### EXERCISE INSTRUCTIONS
Repeat, line for line, the entries printed below.

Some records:
▶
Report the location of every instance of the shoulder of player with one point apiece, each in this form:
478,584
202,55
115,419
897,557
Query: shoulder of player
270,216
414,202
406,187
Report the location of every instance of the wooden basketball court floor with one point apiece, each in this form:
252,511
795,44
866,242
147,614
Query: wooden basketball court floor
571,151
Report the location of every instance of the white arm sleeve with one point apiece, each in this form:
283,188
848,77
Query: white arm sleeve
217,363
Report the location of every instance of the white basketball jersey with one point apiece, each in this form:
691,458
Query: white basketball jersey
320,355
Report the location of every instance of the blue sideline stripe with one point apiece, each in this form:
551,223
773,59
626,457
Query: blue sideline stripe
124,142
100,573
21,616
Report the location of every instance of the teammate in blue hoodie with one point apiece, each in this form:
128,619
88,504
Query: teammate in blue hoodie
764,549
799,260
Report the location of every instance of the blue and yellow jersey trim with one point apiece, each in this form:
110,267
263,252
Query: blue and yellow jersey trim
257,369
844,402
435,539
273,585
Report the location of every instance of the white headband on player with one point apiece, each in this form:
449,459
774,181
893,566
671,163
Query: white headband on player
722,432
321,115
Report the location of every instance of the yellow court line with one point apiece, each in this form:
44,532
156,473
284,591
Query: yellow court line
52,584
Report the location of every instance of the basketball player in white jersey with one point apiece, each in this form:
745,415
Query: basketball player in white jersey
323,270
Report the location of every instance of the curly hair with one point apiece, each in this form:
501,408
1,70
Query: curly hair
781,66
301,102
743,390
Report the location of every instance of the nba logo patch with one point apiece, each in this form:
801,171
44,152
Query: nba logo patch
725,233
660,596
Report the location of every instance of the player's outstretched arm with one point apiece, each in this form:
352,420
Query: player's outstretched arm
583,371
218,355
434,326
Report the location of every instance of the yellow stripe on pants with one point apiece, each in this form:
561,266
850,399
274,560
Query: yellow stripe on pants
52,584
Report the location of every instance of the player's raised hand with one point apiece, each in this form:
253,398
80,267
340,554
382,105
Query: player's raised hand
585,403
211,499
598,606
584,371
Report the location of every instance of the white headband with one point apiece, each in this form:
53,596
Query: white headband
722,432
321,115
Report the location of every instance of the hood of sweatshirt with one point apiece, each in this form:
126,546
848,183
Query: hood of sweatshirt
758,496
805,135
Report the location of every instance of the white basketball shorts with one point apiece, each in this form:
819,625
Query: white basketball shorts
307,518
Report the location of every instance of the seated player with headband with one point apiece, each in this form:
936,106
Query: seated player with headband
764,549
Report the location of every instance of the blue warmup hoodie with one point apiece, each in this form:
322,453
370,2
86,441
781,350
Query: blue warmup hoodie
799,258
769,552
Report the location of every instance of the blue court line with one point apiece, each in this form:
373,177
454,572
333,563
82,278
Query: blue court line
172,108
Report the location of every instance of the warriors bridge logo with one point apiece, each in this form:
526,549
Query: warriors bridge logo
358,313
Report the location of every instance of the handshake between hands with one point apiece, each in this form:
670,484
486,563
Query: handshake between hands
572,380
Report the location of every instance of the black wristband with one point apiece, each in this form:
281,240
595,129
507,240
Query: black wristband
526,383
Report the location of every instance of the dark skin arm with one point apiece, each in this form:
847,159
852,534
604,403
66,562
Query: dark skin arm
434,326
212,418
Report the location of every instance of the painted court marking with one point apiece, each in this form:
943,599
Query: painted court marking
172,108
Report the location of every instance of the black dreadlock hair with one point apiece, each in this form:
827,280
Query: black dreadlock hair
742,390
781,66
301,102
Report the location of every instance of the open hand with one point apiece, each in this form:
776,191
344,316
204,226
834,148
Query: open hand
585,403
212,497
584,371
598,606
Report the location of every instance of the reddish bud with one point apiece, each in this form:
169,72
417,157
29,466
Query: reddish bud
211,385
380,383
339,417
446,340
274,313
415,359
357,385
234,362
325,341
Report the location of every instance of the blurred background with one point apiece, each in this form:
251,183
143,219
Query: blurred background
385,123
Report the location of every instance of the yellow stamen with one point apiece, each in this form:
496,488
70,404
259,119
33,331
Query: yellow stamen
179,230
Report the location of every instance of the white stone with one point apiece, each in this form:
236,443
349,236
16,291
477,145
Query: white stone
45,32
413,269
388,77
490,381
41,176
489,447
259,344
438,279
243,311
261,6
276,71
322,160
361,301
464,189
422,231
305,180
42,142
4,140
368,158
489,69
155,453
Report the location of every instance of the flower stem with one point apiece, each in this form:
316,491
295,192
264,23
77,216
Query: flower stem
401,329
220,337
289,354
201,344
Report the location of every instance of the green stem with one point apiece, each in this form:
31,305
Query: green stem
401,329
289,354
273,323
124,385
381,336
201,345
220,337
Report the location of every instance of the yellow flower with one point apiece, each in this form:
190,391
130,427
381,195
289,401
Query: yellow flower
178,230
◀
### EXERCISE OUTPUT
Report the location of every instance of the shoulder of player with one point apiece, each in this form:
478,584
202,55
115,419
897,557
Query: shoulder of player
270,216
414,202
406,187
Report the location of every instance of the wooden basketball court floor with one point apiece, each in this form:
252,511
795,44
866,242
147,614
Query: wooden basketball court floor
571,151
Report the location of every instance of the white arm sleeve with one point apiece, each in this form:
283,188
848,77
Query: white arm sleeve
217,363
Report the location of every instance of the white basketball jersey with one point apiece, each in this form:
691,458
Query: white basketball jersey
320,355
Report the location of every instance of the blue sideline stripe with one point apiece, each in this form:
551,223
773,59
626,457
Query: blue sideline stripe
124,142
100,573
21,616
Report the location of every instance of the teammate in blue hoodie with one point apiece, each in this form:
128,619
88,504
Query: teammate in blue hoodie
764,549
799,260
Report the location of every instance of the blue and yellow jersey trim with one point apiece, each in this form:
110,267
263,252
Query: blue and yellow jersey trim
257,369
844,402
435,539
273,585
Report the location of every instance of the white headband on player with one point apiece, each in this form:
449,459
774,181
893,566
671,163
Query: white headband on player
722,432
321,115
Report the location of every instance of the yellow court line with one point apiece, each in this form:
44,532
156,473
284,591
Query: yellow court line
52,584
Report the location of every instance of the basketball player in white jersey with one point apiece, each in this form:
745,415
Query: basketball player in white jersey
323,270
Report the location of every instance of the curly hair with one point apiece, each in this form:
501,408
1,70
Query: curly hair
781,66
301,102
743,390
Report the location of every instance of the nba logo patch with one point apiece, each in this form:
801,171
44,152
Query: nba logo patch
725,233
660,596
Report the location of every instance of the player's outstretched arm with one point apiece, each in this form:
352,420
Query: player's outstretched arm
583,371
218,355
434,326
Report the location of every instance of the yellow stripe on pants with one point apiece, each in this form:
561,266
850,399
274,560
Query: yellow stripe on pants
52,584
Report the location of every instance of the player's raised hand with one point apiece, each in this form:
253,398
80,267
340,554
382,105
Query: player's raised hand
585,403
211,499
598,606
584,371
Report the location of every instance of the white headband with one point apiece, each in this form:
53,596
Query: white headband
722,432
321,115
Report the location of every instance of the hood of sweatshirt with one point apiece, each in this form:
126,546
848,183
Query: hood of sweatshirt
758,496
805,135
Report the location of every instance of the white basketball shorts with one point apiece, each in this form:
819,625
Query: white basketball shorts
307,518
Report the location of every instance of the seated player with headband with one point apiece, each in this form:
936,106
Query: seated player with headband
764,549
Report the location of every instance of the blue warmup hoodie with one point apiece, each in this form:
322,453
370,2
86,441
781,350
Query: blue warmup hoodie
799,258
769,552
Report the location of every instance of the blue court line with one point apiece, each in this form:
373,177
454,572
333,563
82,278
Query: blue court line
172,108
Report the location of every instance of the warriors bridge logo with one point apiece, each in this form:
526,549
Query: warriors bridge logo
358,313
Report the location of every instance of the handshake between hands with one point apiece, each in this form:
670,484
486,563
Query: handshake between hands
572,380
Report the location of every instance of the black wristband with one point apiece, each in this form:
281,240
595,129
507,240
Query: black wristband
526,383
Report the location of every instance of the dark skin arm with one point apiece, each in this form:
847,159
852,534
604,403
66,562
Query: dark skin arm
434,326
212,418
Report the location of every instance of the painted court marking with one point apiece, each in this form:
943,599
Query: painted court marking
172,108
Report the location of every instance of the black dreadlock hair with one point apiece, each in this form:
827,280
Query: black dreadlock hair
742,390
781,66
301,102
Report the location of every instance of the open hand with one point apiece, each in this form:
776,191
344,316
204,226
834,148
Query: open hand
585,403
212,497
584,371
598,606
Report the location of every instance of the reddish bud with one point apiece, each in this form:
169,72
417,157
29,466
Query: reddish bud
211,385
380,383
339,417
446,340
274,313
415,359
357,385
234,362
325,341
Report the location of every instance of the blurred background with one point apiece, each in this form:
251,183
143,219
Query: blurred background
385,123
Report the location of every instance of the yellow stamen with one point apiece, each in this form:
496,488
70,404
259,119
33,331
Query: yellow stamen
179,230
Report the location of every instance of the white stone with one point apiece, each in this form:
236,443
349,236
16,291
477,145
Query: white stone
45,32
413,269
388,77
490,381
41,176
489,447
259,344
438,279
243,311
261,6
276,71
322,160
361,301
464,189
422,231
305,180
42,142
4,140
368,158
489,69
155,453
Report the location of every instance of the flower stem with one point apiece, each in this form:
316,491
295,192
264,23
77,216
Query: flower stem
401,329
220,337
289,354
201,344
Report the location of every instance of the green stem with one point apiece, each in this form:
31,305
Query: green stem
401,329
289,354
273,323
124,385
381,336
201,345
220,337
Report the location of every instance of the yellow flower with one point apiece, each in this form:
190,391
130,427
381,195
289,401
Query: yellow flower
178,230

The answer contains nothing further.